<<<<
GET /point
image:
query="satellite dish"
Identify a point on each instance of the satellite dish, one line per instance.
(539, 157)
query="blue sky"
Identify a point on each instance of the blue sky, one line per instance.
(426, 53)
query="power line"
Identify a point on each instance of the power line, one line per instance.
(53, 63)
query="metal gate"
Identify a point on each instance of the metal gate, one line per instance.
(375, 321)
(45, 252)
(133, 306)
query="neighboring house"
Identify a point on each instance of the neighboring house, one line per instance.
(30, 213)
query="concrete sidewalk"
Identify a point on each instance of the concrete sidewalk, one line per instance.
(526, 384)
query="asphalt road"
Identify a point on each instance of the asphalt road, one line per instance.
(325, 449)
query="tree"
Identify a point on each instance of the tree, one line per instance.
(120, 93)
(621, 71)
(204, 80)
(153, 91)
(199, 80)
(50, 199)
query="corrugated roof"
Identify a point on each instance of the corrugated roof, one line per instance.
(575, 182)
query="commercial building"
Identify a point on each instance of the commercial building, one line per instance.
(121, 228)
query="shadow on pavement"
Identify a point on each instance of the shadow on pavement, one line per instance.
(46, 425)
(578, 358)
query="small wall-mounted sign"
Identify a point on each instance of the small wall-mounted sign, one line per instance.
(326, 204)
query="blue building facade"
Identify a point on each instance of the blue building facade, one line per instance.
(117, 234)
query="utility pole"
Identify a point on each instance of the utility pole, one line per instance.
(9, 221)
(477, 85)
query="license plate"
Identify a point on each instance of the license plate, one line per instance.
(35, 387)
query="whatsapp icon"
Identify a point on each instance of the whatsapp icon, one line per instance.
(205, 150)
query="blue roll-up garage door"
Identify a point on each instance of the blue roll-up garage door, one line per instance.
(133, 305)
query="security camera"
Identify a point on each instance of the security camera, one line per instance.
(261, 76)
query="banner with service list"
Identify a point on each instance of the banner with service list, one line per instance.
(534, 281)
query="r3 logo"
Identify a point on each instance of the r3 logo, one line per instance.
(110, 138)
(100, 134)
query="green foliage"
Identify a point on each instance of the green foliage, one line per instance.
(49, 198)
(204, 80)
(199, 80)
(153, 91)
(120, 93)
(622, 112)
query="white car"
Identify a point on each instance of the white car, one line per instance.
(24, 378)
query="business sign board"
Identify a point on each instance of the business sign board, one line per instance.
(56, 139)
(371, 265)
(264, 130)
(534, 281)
>>>>
<<<<
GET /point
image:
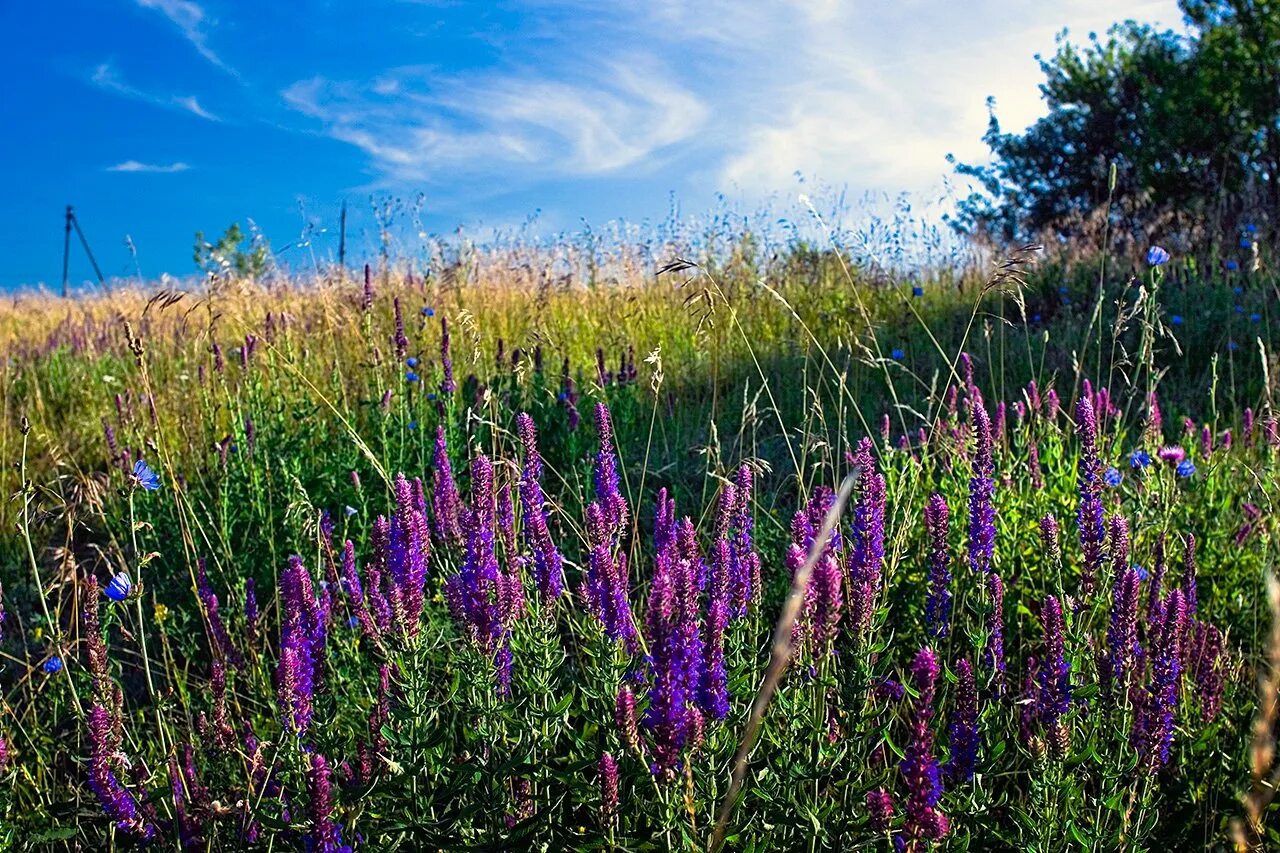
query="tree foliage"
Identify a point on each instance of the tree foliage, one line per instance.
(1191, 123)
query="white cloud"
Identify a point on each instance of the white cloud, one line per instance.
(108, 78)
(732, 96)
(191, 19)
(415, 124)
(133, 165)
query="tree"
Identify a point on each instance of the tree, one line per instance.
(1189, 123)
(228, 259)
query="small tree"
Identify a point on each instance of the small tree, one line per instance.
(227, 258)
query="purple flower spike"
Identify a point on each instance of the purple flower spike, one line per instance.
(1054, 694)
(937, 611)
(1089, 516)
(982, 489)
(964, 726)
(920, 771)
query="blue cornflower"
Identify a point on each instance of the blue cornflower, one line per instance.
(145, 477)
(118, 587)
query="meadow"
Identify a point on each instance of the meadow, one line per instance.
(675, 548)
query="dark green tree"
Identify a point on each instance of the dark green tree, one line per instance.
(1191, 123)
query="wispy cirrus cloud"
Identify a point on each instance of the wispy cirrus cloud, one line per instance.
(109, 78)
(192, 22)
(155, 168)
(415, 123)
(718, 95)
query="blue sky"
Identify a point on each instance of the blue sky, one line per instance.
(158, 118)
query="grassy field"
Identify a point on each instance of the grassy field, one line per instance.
>>>>
◆ YOUR TASK ◆
Count the lines of the data above that contain the string "roll", treating uppercase and lowercase as different, and reply with only that number.

◆ WRITTEN ANSWER ◆
2